The task:
Reproduce the listing that follows with no differences at all.
________
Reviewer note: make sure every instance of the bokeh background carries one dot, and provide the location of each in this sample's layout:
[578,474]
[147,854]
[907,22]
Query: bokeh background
________
Completed exercise:
Reviewer note: make sure every instance of the bokeh background carries one dot, and provide the location of each in this sample's layout:
[578,474]
[147,854]
[907,22]
Query: bokeh background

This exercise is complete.